Count how many lines in the data below contain the string "ladder", and reply with that number alone.

··· Supplied records

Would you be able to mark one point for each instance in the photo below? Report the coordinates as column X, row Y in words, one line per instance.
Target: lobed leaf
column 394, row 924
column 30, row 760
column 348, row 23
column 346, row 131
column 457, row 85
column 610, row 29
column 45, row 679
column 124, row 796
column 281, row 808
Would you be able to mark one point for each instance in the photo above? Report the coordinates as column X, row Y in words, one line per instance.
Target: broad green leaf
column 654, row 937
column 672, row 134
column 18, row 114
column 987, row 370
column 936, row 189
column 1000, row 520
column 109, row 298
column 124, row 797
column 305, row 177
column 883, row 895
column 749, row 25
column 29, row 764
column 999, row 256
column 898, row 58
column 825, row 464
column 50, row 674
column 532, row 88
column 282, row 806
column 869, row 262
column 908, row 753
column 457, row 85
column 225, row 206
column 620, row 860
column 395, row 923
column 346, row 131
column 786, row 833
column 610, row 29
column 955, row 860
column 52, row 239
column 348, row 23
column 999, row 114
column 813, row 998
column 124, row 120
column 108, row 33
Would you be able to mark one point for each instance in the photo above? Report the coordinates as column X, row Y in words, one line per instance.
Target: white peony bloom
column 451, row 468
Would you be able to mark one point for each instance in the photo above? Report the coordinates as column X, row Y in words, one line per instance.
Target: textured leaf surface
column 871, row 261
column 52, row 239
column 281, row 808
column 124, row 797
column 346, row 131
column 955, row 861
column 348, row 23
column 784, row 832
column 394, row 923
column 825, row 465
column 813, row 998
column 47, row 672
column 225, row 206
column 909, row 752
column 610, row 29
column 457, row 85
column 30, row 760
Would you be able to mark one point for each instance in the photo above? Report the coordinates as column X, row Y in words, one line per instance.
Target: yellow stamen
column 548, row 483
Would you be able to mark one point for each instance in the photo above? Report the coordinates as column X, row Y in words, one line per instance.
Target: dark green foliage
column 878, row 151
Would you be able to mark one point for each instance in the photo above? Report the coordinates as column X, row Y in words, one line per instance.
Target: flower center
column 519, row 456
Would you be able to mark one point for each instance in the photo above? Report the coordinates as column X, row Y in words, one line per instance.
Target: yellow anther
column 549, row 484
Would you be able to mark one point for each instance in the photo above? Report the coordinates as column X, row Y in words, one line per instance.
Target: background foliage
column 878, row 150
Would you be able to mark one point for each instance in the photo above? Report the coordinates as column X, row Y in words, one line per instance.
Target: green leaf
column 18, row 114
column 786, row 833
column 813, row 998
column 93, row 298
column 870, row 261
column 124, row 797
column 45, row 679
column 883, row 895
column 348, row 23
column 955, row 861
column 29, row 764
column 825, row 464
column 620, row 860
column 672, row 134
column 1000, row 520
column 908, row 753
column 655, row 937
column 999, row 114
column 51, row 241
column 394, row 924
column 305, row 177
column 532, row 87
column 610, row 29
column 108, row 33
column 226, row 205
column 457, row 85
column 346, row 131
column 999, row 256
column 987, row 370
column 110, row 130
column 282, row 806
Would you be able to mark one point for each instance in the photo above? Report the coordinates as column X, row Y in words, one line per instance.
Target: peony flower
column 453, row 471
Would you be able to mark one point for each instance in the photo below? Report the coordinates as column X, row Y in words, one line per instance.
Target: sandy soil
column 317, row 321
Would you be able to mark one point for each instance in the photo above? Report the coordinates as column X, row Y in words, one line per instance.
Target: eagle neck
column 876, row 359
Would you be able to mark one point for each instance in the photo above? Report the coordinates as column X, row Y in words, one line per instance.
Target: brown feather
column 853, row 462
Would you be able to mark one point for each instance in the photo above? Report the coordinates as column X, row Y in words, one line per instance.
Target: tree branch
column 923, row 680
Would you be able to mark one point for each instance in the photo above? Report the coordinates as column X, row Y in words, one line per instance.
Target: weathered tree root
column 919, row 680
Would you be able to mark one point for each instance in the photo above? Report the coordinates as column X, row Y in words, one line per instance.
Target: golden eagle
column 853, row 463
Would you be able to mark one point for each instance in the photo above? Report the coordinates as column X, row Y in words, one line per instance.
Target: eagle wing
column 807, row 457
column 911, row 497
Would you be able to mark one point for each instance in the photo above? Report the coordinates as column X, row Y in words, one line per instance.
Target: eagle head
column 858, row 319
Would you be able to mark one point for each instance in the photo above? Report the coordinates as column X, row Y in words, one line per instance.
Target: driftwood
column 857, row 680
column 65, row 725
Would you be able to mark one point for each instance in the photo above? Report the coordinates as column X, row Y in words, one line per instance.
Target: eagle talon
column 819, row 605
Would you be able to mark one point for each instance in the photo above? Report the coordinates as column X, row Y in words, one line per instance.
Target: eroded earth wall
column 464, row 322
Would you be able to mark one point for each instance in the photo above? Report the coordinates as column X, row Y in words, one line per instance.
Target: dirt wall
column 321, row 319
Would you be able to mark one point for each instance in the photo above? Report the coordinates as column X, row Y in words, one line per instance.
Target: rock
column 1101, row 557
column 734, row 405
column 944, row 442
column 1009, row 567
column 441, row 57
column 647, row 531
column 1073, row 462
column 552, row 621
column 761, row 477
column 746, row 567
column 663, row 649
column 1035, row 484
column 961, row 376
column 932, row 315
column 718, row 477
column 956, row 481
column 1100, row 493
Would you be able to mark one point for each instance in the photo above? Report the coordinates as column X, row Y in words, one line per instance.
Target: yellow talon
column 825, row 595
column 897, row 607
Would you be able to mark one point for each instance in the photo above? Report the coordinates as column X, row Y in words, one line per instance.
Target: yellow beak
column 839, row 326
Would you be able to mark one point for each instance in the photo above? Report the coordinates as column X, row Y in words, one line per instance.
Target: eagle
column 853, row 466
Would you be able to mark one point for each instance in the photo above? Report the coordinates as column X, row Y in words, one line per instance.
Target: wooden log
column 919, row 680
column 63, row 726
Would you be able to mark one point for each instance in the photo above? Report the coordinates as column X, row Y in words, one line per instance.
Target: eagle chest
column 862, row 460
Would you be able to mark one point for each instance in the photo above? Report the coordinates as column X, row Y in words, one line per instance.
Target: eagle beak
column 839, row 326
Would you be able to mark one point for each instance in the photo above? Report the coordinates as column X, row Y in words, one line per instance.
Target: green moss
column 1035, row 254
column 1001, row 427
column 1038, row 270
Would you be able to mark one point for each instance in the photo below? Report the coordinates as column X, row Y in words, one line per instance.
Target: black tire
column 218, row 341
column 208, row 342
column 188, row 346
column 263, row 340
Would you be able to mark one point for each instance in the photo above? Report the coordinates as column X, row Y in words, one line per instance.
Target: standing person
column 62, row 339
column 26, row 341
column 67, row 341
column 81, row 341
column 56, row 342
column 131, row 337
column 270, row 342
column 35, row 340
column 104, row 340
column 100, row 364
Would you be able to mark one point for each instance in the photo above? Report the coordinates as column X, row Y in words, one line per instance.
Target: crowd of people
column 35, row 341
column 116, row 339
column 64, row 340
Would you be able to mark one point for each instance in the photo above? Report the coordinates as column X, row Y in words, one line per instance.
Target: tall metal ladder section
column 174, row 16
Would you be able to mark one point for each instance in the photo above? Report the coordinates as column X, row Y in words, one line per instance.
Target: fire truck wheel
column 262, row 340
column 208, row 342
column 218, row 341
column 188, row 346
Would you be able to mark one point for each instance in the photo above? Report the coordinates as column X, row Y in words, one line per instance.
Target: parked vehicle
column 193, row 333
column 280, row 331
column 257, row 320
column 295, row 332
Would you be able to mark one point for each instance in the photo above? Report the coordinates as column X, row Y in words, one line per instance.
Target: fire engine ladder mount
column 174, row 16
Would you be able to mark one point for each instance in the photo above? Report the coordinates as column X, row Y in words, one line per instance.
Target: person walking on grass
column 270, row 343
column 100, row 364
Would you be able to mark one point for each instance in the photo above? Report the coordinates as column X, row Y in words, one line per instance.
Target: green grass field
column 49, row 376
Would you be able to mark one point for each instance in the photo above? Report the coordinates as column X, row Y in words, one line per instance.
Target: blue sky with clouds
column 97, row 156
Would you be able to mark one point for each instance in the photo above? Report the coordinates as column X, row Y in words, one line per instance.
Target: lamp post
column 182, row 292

······

_Answer to the problem:_ 2